# [Text to read]
---+---

Sustainable Development Policies
CITIC Securities Company Limited Environmental and Social Risk Management Framework

CITIC Securities Company Limited (hereinafter referred to as “CITIC Securities” or the “Company”) earnestly studies the new development concept, actively responds to the national sustainable development strategy, incorporates ESG factors into the Company's comprehensive risk management system, continuously strengthens the identification, monitoring, and control of ESG risks in business activities, actively practices the concept of responsible investment, continuously guides and promotes the development of sustainable financial business, and promotes the construction of ESG culture, effectively enhance employees' awareness and practical level of ESG risk management, while managing risks, focus on improving the environmental and social benefits of investment and financing business, and assist in sustainable economic and social development.

This statement is mainly used to guide the Company in incorporating ESG factors into due diligence, risk approval, and subsequent management in the process of conducting investment, financing, and wealth management business, continuously promoting the construction of investment and financing ESG risk management system, improving ESG risk management level, and actively responding to ESG related risks and opportunities.

 

I. ESG risk management organizational structure

To better implement ESG risk management work, CITIC Securities has established a three-level ESG risk management system that closely cooperates with the board of directors, operational management, internal control departments, and business departments/lines, clarifying the ESG risk management responsibilities of risk management organizations at all levels.

·         The board of directors supervises the overall risk management of the Company, assumes ultimate responsibility for ESG risk management, is responsible for reviewing and approving the relevant requirements for ESG risk management in risk management strategies, preferences, policies, and procedures, and supervises and evaluates the implementation of the Company's ESG risk management.

·         The management team bears the main responsibility for the effectiveness of the Company's ESG risk management. Under the comprehensive risk management system, it establishes an ESG risk management mechanism process, evaluates the Company's ESG risk management status, and solves problems in ESG risk management.

·         The Company's business departments/business lines, and subsidiaries are responsible for the frontline responsibility of ESG risk management, implementing the Company's ESG risk management policies and related systems, establishing and improving ESG related business risk management processes based on actual business needs, and identifying, evaluating, monitoring, and reporting ESG related business risks.

 

II. ESG risk due diligence

i. Due diligence coverage   

CITIC Securities embeds ESG factors into risk management processes of various businesses, and includes ESG related factors in due diligence, decision-making approval and subsequent management of financing business, equity investment business and investment banking business of relevant departments and subsidiaries of the Company. In daily project audits and risk monitoring, the Company strengthens its attention to the risk assessment of enterprises in high energy consuming industries, prioritizes supporting industries encouraged by national policies, and focuses on industries with high ESG risk hazards. The Company continues to promote the construction of ESG culture, strengthen the promotion of ESG risk concepts, and improve employees' ability to identify and evaluate ESG risks.

 ii. Key points of due diligence

·         Environmental responsibility: In accordance with regulatory requirements, the focus is on the impact of enterprises on the external environment during their production and operation processes and the measures taken. For customers in industries with higher environmental risks (such as mining, oil and gas, power utilities, agriculture, etc.), ESG due diligence and related risk assessment will be strengthened.

·         Social responsibility: Pay attention to the Company's social responsibility and other key issues of national social development, including labor management, supply chain management, etc.

---+---

# [Request 1]
Extract each line from the following records that contains the string "below".

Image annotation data
---+---

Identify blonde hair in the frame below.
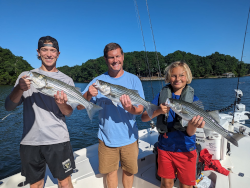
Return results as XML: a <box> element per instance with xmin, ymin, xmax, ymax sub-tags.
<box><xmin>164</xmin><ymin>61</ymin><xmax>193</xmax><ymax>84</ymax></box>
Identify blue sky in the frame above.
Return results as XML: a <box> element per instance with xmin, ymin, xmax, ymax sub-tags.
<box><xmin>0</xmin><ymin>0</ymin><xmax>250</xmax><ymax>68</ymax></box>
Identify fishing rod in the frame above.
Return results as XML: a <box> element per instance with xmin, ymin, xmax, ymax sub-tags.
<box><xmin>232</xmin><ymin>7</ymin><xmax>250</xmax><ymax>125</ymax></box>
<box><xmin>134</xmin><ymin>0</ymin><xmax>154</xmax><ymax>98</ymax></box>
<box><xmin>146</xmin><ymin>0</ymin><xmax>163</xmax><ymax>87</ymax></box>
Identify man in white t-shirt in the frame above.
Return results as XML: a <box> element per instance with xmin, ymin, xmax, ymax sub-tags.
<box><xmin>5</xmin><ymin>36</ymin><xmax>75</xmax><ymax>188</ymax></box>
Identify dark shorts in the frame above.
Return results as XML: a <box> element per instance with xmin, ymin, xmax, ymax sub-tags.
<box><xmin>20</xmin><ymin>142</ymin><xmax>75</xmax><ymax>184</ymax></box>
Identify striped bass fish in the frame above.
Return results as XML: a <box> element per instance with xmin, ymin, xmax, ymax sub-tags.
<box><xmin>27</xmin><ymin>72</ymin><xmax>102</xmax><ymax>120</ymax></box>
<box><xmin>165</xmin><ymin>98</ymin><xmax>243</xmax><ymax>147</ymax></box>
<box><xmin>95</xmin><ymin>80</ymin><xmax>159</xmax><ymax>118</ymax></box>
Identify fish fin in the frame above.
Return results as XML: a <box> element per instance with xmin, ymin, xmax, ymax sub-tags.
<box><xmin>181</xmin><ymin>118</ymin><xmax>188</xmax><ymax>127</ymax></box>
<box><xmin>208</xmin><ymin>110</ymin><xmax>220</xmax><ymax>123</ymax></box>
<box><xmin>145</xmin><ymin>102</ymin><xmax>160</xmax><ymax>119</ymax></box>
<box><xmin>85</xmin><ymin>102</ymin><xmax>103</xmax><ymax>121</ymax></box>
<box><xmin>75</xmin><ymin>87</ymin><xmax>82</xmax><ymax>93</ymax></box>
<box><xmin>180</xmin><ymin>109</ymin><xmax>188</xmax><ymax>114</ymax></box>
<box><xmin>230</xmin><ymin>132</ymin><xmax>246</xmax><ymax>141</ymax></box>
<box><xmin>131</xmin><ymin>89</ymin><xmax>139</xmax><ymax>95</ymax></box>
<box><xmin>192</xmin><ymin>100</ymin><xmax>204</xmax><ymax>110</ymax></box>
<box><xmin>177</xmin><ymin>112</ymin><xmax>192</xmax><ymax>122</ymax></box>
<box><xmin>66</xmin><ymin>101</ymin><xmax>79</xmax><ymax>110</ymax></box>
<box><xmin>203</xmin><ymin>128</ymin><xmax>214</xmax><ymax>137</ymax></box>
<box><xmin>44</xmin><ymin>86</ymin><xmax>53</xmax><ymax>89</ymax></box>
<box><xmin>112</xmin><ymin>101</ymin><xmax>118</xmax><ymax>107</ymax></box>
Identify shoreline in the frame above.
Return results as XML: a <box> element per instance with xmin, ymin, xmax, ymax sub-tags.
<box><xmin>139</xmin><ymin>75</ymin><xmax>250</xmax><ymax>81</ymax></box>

---+---

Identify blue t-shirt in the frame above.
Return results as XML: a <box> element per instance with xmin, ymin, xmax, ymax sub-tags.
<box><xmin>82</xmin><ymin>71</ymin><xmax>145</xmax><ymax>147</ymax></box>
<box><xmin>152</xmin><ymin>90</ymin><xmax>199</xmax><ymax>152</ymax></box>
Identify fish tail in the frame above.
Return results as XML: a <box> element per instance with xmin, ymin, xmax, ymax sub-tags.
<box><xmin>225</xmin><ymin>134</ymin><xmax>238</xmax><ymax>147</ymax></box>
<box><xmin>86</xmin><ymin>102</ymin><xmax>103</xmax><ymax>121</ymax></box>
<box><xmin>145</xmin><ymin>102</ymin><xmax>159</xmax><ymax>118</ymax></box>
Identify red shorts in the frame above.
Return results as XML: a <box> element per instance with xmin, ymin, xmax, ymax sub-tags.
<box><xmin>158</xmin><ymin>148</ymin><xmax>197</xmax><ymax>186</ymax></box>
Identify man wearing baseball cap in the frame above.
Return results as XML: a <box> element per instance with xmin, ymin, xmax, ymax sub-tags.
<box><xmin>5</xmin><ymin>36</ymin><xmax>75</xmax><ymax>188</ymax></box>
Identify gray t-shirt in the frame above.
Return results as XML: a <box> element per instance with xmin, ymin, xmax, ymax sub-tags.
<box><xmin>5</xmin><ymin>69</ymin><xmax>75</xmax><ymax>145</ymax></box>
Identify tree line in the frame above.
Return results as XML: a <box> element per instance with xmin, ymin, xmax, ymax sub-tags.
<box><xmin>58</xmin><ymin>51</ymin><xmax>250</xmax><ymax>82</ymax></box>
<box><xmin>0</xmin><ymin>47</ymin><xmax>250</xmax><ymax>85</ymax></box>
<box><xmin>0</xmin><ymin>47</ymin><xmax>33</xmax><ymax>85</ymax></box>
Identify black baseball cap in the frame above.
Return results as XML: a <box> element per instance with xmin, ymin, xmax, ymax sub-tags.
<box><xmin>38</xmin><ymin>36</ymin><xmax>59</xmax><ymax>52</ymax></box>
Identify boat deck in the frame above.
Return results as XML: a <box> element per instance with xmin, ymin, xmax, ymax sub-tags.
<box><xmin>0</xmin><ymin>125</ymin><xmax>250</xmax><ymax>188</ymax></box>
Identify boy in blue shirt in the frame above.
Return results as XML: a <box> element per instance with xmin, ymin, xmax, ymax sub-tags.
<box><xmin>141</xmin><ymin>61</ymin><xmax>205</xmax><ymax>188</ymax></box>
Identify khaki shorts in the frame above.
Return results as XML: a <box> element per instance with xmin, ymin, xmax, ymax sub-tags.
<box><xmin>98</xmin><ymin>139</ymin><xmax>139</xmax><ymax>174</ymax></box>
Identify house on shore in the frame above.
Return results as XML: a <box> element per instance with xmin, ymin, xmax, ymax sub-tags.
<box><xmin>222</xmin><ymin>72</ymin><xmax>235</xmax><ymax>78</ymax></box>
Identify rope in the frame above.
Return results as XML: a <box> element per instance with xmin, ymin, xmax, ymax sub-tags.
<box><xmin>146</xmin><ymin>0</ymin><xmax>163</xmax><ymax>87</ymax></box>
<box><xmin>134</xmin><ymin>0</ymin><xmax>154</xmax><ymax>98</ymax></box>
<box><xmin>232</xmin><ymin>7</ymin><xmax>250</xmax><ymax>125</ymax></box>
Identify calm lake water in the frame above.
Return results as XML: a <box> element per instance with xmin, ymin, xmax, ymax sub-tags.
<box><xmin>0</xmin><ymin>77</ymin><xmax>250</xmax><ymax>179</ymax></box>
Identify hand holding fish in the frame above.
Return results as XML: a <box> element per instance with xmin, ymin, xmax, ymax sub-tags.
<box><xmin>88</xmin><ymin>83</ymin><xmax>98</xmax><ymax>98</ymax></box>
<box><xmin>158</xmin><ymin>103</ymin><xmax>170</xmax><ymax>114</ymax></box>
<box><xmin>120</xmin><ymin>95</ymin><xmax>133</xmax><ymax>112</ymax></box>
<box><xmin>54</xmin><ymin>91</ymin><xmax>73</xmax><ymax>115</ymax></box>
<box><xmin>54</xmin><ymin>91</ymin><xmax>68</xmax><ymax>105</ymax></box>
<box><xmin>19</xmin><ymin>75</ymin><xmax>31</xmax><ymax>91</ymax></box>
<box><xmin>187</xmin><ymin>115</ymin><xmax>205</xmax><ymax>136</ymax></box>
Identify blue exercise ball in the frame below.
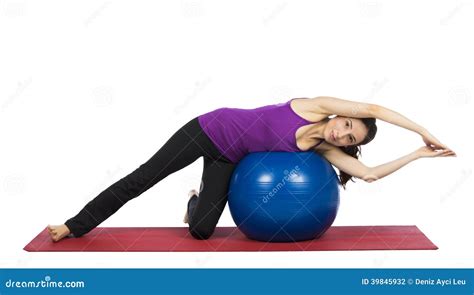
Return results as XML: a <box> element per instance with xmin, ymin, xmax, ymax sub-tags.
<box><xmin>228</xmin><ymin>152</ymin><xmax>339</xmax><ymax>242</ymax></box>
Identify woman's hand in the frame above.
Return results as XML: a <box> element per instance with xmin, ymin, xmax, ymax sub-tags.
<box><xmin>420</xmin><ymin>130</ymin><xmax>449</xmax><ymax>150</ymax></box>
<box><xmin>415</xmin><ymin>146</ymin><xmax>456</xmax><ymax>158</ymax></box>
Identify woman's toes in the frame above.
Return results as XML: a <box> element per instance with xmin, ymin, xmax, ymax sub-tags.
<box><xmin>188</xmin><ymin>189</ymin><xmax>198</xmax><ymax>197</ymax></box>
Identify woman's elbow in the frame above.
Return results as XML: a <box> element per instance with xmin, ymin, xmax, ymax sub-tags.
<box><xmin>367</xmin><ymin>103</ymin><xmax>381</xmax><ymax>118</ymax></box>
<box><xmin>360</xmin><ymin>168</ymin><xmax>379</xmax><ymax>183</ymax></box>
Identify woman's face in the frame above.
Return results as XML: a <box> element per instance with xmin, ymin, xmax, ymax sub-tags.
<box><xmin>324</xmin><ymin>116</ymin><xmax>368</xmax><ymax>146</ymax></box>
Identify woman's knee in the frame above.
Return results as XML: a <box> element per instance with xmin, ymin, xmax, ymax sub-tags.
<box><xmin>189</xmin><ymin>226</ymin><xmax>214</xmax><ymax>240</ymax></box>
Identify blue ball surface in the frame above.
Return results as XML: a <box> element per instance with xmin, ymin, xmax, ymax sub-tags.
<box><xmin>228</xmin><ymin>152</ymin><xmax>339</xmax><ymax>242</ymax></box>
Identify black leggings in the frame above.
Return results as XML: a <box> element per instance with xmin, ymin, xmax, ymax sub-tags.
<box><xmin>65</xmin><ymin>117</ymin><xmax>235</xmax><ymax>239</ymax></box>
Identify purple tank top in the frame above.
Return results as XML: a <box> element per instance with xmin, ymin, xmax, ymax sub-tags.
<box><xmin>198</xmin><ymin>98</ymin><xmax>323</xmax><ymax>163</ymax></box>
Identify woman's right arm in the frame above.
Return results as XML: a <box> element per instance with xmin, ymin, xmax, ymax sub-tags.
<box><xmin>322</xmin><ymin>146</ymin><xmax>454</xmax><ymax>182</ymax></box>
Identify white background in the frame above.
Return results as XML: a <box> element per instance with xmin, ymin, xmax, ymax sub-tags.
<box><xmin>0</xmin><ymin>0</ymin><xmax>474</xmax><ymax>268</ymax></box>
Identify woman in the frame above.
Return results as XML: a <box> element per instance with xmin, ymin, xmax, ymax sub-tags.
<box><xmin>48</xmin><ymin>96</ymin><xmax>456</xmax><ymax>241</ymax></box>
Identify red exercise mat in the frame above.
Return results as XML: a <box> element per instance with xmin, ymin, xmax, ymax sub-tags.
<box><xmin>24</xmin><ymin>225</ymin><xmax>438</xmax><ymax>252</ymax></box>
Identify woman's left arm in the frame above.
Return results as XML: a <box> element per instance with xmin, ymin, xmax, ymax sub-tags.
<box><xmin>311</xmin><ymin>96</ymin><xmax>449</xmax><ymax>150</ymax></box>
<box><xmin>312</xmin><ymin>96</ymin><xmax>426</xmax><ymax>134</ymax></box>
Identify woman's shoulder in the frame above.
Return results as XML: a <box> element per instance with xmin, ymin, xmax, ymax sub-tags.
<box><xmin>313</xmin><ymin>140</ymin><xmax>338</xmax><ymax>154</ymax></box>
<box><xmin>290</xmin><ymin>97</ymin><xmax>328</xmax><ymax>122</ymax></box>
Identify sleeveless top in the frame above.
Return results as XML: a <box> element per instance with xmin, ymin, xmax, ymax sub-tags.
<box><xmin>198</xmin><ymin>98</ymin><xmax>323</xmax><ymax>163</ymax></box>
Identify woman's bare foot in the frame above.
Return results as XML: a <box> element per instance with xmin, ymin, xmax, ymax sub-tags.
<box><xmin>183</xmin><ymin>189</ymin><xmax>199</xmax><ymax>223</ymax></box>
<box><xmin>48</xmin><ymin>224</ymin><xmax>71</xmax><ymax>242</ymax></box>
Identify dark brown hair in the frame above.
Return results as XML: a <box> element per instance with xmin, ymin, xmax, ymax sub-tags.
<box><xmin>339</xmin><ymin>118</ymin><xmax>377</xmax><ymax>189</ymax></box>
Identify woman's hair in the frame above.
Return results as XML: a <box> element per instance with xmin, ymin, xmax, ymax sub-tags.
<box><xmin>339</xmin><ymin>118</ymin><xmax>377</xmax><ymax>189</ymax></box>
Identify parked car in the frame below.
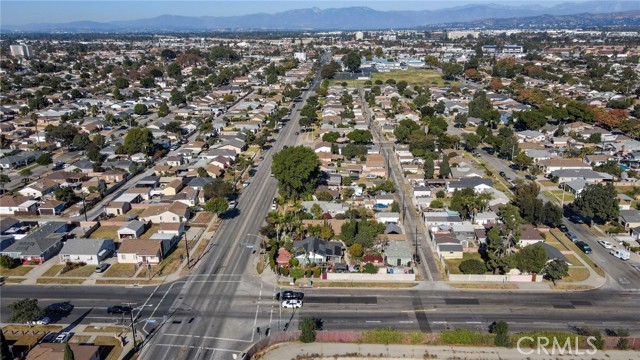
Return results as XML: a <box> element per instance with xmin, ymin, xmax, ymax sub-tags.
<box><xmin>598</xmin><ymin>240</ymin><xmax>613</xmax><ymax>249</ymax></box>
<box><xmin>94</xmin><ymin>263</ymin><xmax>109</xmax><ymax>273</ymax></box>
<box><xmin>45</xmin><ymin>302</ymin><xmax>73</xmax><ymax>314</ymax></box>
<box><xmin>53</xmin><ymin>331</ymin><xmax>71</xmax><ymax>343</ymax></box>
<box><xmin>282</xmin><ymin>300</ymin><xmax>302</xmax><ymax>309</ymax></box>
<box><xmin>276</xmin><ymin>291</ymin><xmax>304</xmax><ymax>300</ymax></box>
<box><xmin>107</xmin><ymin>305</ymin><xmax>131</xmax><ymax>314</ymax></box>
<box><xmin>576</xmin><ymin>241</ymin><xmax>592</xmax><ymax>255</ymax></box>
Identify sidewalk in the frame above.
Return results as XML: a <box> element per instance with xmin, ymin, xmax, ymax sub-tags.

---+---

# [Request 2]
Which industries does the CITIC Securities ESG risk management framework name as examples of industries with higher environmental risks?

# [Correct output 1]
Identify blonde hair in the frame below.
Identify blue exercise ball in the frame below.
Identify parked car in the frame below.

# [Correct output 2]
- Mining
- Oil and gas
- Power utilities
- Agriculture